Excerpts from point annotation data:
-------

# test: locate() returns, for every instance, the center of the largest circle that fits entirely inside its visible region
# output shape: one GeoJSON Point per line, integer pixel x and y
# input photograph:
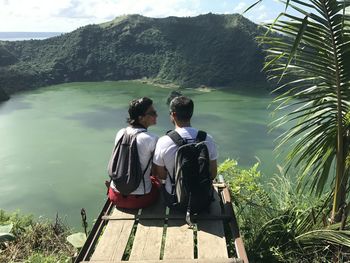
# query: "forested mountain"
{"type": "Point", "coordinates": [212, 50]}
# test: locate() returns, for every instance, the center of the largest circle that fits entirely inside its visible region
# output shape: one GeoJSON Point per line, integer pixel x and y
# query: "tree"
{"type": "Point", "coordinates": [310, 60]}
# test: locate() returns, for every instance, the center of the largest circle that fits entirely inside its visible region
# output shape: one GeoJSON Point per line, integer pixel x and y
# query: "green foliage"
{"type": "Point", "coordinates": [40, 258]}
{"type": "Point", "coordinates": [277, 223]}
{"type": "Point", "coordinates": [248, 196]}
{"type": "Point", "coordinates": [211, 50]}
{"type": "Point", "coordinates": [35, 241]}
{"type": "Point", "coordinates": [77, 239]}
{"type": "Point", "coordinates": [313, 63]}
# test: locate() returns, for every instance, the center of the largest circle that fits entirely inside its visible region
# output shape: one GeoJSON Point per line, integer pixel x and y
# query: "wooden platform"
{"type": "Point", "coordinates": [159, 234]}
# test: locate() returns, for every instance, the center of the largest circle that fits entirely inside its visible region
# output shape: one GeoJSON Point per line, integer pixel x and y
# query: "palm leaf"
{"type": "Point", "coordinates": [311, 63]}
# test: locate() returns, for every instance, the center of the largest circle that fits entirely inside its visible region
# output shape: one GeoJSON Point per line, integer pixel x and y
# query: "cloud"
{"type": "Point", "coordinates": [240, 7]}
{"type": "Point", "coordinates": [67, 15]}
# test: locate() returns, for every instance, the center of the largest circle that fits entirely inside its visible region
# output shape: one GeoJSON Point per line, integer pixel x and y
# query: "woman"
{"type": "Point", "coordinates": [141, 115]}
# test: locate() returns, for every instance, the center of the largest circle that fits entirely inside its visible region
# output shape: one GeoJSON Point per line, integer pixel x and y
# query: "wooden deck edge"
{"type": "Point", "coordinates": [216, 260]}
{"type": "Point", "coordinates": [170, 217]}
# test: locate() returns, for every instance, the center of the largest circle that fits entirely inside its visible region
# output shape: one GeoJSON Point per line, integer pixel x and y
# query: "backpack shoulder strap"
{"type": "Point", "coordinates": [177, 139]}
{"type": "Point", "coordinates": [201, 136]}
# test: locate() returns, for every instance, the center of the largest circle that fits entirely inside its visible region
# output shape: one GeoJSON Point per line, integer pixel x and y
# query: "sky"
{"type": "Point", "coordinates": [68, 15]}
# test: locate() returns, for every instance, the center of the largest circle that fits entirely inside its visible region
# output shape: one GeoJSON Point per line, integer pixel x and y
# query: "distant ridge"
{"type": "Point", "coordinates": [15, 36]}
{"type": "Point", "coordinates": [211, 50]}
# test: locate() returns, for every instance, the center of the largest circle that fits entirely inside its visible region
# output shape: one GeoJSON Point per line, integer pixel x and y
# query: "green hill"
{"type": "Point", "coordinates": [212, 50]}
{"type": "Point", "coordinates": [3, 95]}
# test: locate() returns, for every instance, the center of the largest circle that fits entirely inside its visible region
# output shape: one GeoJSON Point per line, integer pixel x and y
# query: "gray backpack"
{"type": "Point", "coordinates": [124, 167]}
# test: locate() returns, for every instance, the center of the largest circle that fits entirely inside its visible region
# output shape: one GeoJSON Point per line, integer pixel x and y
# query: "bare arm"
{"type": "Point", "coordinates": [159, 171]}
{"type": "Point", "coordinates": [213, 168]}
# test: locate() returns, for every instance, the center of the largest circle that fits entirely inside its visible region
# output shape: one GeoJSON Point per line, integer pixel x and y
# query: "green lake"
{"type": "Point", "coordinates": [56, 141]}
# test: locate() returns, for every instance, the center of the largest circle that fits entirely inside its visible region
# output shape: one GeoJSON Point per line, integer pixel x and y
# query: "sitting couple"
{"type": "Point", "coordinates": [142, 114]}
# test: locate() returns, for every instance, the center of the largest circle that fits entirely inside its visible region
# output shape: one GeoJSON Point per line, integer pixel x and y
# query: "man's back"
{"type": "Point", "coordinates": [166, 150]}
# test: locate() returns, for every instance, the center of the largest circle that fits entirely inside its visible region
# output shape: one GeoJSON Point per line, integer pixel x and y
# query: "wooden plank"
{"type": "Point", "coordinates": [148, 238]}
{"type": "Point", "coordinates": [112, 243]}
{"type": "Point", "coordinates": [211, 241]}
{"type": "Point", "coordinates": [219, 260]}
{"type": "Point", "coordinates": [179, 241]}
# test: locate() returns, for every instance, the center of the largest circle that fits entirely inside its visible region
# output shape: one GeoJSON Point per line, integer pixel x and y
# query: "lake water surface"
{"type": "Point", "coordinates": [56, 141]}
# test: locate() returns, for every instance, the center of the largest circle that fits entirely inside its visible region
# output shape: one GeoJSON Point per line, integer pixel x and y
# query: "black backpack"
{"type": "Point", "coordinates": [124, 167]}
{"type": "Point", "coordinates": [191, 181]}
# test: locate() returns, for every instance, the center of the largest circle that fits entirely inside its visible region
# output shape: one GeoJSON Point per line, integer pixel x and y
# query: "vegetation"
{"type": "Point", "coordinates": [310, 64]}
{"type": "Point", "coordinates": [278, 223]}
{"type": "Point", "coordinates": [34, 241]}
{"type": "Point", "coordinates": [315, 59]}
{"type": "Point", "coordinates": [3, 95]}
{"type": "Point", "coordinates": [211, 50]}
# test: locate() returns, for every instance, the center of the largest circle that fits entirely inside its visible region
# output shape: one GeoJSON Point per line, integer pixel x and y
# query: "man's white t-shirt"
{"type": "Point", "coordinates": [146, 143]}
{"type": "Point", "coordinates": [165, 152]}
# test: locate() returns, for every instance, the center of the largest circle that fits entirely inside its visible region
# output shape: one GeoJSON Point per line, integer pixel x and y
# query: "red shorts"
{"type": "Point", "coordinates": [135, 201]}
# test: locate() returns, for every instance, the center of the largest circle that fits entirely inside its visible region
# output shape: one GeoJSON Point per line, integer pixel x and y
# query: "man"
{"type": "Point", "coordinates": [181, 110]}
{"type": "Point", "coordinates": [141, 115]}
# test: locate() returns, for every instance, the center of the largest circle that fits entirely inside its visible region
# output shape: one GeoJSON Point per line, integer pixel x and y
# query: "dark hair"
{"type": "Point", "coordinates": [138, 108]}
{"type": "Point", "coordinates": [183, 107]}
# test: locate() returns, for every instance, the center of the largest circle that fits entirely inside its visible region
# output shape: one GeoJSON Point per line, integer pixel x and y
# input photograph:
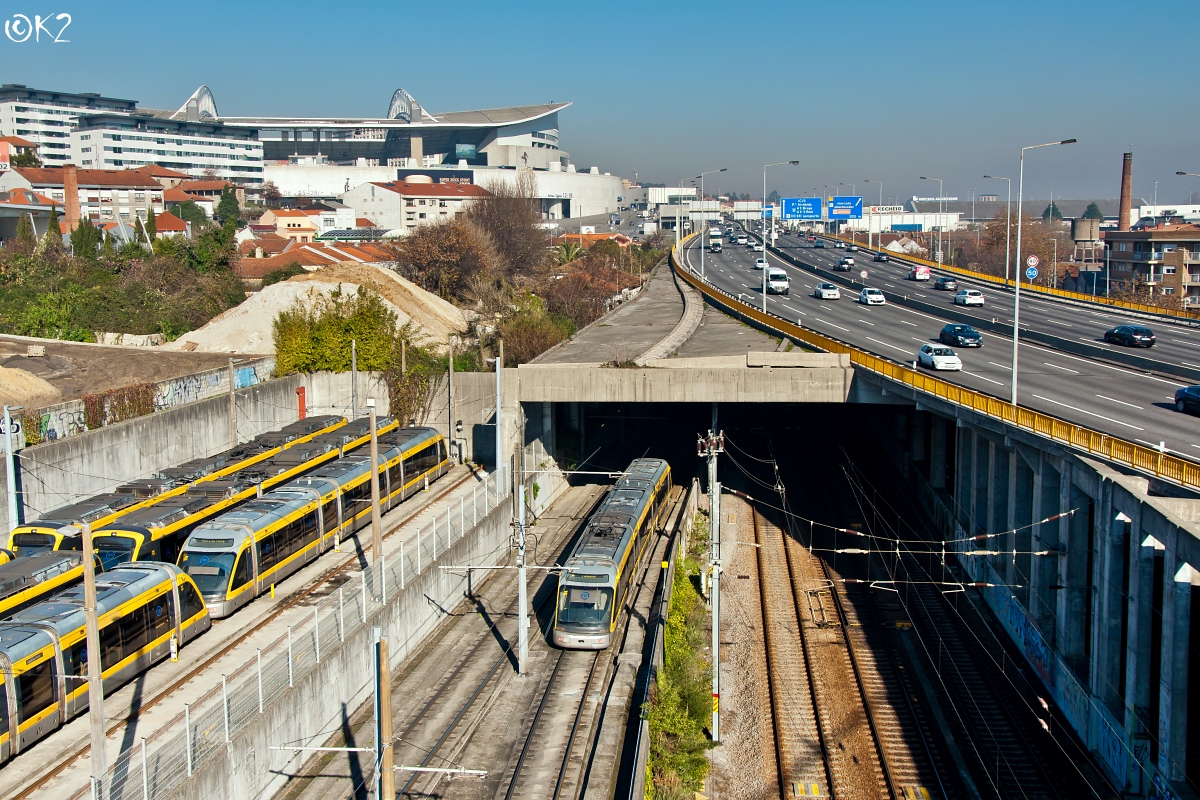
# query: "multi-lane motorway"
{"type": "Point", "coordinates": [1115, 400]}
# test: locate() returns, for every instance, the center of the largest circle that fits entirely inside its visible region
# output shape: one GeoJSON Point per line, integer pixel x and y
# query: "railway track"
{"type": "Point", "coordinates": [318, 583]}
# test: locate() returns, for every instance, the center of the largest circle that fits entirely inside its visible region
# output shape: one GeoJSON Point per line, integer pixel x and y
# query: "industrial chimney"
{"type": "Point", "coordinates": [1126, 192]}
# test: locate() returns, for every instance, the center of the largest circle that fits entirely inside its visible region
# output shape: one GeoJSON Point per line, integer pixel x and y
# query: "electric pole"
{"type": "Point", "coordinates": [709, 447]}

-------

Which lines in the entries contain the word "lake"? Copy each of those lines.

TASK RESULT
# query: "green lake"
# query: "lake water surface"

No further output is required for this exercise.